━━ Dataset content ━━

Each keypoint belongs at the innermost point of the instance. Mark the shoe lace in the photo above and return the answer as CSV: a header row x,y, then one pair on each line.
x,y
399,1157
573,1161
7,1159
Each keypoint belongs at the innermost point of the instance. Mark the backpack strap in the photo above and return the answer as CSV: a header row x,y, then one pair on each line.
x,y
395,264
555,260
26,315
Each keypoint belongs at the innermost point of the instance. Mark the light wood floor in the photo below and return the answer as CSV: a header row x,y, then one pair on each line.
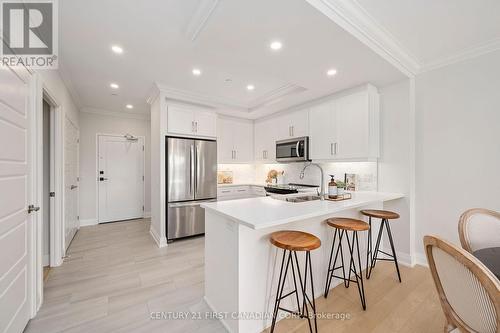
x,y
116,277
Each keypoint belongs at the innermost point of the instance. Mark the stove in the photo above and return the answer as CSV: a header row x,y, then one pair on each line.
x,y
288,188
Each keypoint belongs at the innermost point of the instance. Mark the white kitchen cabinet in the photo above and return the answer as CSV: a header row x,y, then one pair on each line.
x,y
191,122
234,140
322,131
292,125
265,140
346,128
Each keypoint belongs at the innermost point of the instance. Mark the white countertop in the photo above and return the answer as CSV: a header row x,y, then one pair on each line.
x,y
242,184
265,212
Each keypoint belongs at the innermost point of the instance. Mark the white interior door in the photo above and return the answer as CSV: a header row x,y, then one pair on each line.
x,y
71,180
120,178
14,218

━━━

▶ _What is being asked_
Please write out every line of the records above again, wording included, with each x,y coordinate multiplied by 0.5 and rounded to a whole number, halves rounded up. Leave the picture out.

▶ _Answer for the task_
Each keypoint belongs at the innermost point of the instance. Mark the shoe lace in the photo above and return the answer as CSV: a header row x,y, then one pair on each line.
x,y
200,579
287,581
4,580
Each keypoint belongs at the innermost point of the instance. Mark the backpack strap in the photo above and return the answer as CSV: a header row x,y, then one pair on each line.
x,y
198,132
278,130
13,158
Each keypoint belongs at the innermost point of the instance. Mark the light wood floor in the photo below and return the answer as CSV: a header row x,y, then one pair on each line.
x,y
58,139
Each keypoint belongs at the innermost point of the instance. Mark the stove in the photo above and return the answer as CSV: a header row x,y, then one pair on each line.
x,y
144,94
Each keypoint belongs at the innermost point of the instance. Mark the white kitchen cabinet in the photo above and return the answer as CSV: a header row x,y, then one pair on each line.
x,y
96,61
117,70
161,66
146,63
133,70
173,64
Each keypoint belongs at the innermost point of the instance. Mark the white countertop in the photo above and return the answer as CSV: a header row x,y, then one pair on each line.
x,y
121,92
133,106
Each keypoint belongs at the innermost point of the instance. Mark the white interior door in the photo above and return the answer as CSV: a header row x,y, then one pair on each line.
x,y
36,90
60,89
7,109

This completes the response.